== PROBLEMS TO WORK ON ==
**1)** From the article on hospital alarm masking, list each alarm count attributed to the Joint Commission, along with the scope it applies to.
**2)** Write the next part of the article on hospital alarm masking, picking up after its final sentence.

== PROVIDED TEXT ==
▶

Matthew Bolton, assistant professor
Department of Industrial and Systems Engineering

The failure of hospital caregivers to respond to medical alerts is often attributed to “alarm fatigue” — the idea that nurses or doctors can become desensitized to the nonstop cacophony of beeps that patient-monitoring devices make.

A growing field of research suggests another possible explanation: Alarms sounding simultaneously can blend together, making one or more of them inaudible. The phenomenon, known as masking, can make it difficult for caregivers to differentiate alarms, including those that signal life-threatening emergencies.

Now, a UB-led research team is developing a computer-based tool — using the same principles as MP3 audio files — to identify these auditory blind spots. The effort, which is funded by a $750,000 U.S. Department of Health and Human Services grant, may help reduce preventable deaths associated with alarm-system failures.

“It’s an important but understudied problem. When you have a hodgepodge of different machines from different vendors, everything is sort of thrown together without much thought given to the coordination of them,” says Matthew Bolton, assistant professor of industrial and systems engineering, and the study’s lead author.

A growing problem

Patient-monitoring alarms help caregivers perform their jobs. However, too many alarms can be problematic. According to the Joint Commission, a nonprofit that accredits hospitals, one patient can trigger hundreds of alarms each day. This corresponds to thousands of alarms daily from a single unit, and tens of thousands hospital-wide each day.

All the alerts can lead to alarm fatigue, which along with other alarm-system failures were linked to 138 reported deaths between 2010 and June 2015, according to the Joint Commission.

Because “alarm masking is an extremely challenging problem to identify,” Bolton says, it is unclear how many of those alarms went unanswered because the sound from another alarm rendered it inaudible. But the Joint Commission has acknowledged that individual alarm signals can be difficult to detect, and that this phenomenon is at least partially responsible for the patient safety problems associated with medical alarms.

The problem of alarm masking is exacerbated by the excessive number of alarms, and because alarms are often melodies of tonal sounds, which easily mask each other, Bolton says.

◀

== DATASET SECTION ==
▶

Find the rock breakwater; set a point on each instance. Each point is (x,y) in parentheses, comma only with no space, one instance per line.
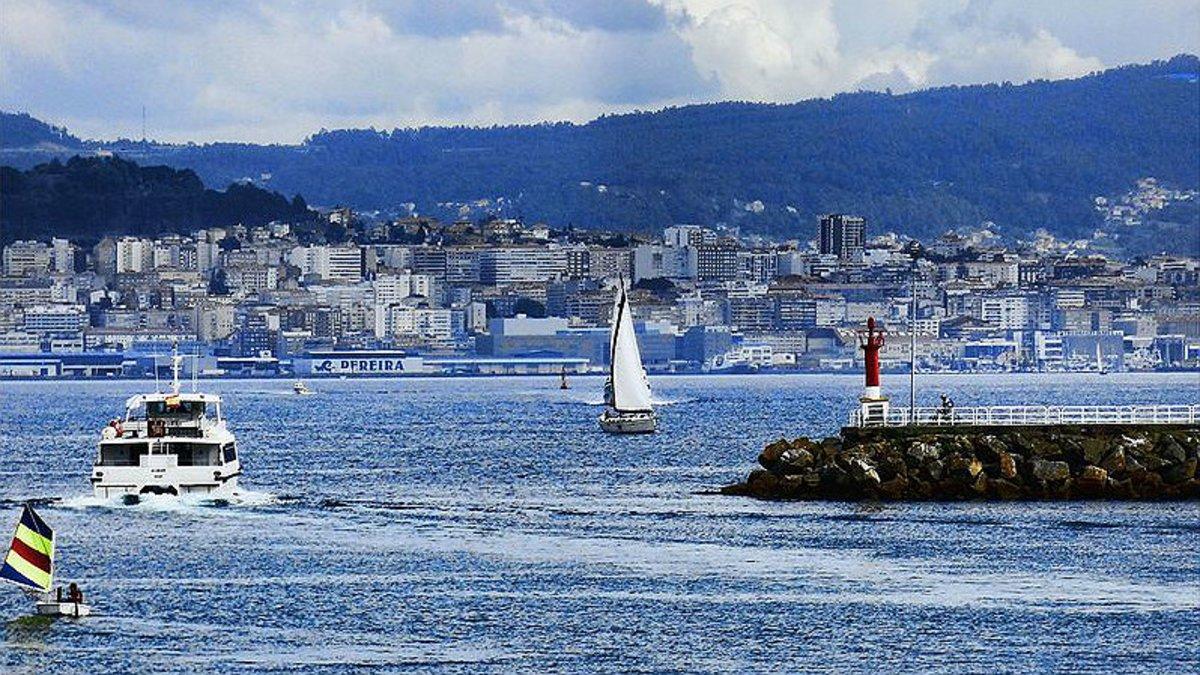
(982,463)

◀

== ANSWERS TO THE TASKS ==
**1)**
- Hundreds of alarms each day from one patient
- Thousands of alarms daily from a single unit
- Tens of thousands of alarms hospital-wide each day

**2)**
Tapping into MP3 code

To address the problem, Bolton researched the science behind audio file formats. Among those he examined was MP3, the popular audio coding format launched in the 1990s, which uses sophisticated models of human hearing to compress audio data by removing sounds that are masked.

Bolton combined these human-hearing models with model checking (an automated, computational approach for finding problems in complex systems) to assess masking in a common patient-monitoring device with six different alarms.

He found that each alarm could be at least partially masked when other alarms went off simultaneously, and that one high-priority alarm could be completely masked.

“It’s distressing because this is only one machine,” he says.

An example of alarm masking:

Future plans

Analyzing an alarm system, such as the one described above, can take days. However, Bolton is refining the method to shorten that time period; it now takes roughly 20 minutes to run a typical alarm-system masking audit, he says.

The effort is supported by Health and Human Services, which awarded the three-year, $750,000 grant through the Agency for Healthcare Research and Quality. Bolton will use the tool to analyze and make recommendations for improving the international medical alarm standard (IEC 60601-1-8).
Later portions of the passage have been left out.